━━ Provided material ━━
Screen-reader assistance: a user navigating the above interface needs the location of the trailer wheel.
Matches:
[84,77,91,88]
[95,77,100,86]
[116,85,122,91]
━━━
Do this ▸
Locate every line in the listing above that contains the string "wheel" and copy each of those lines.

Exercise response ▸
Screen-reader assistance: a user navigating the above interface needs the location of the trailer wheel.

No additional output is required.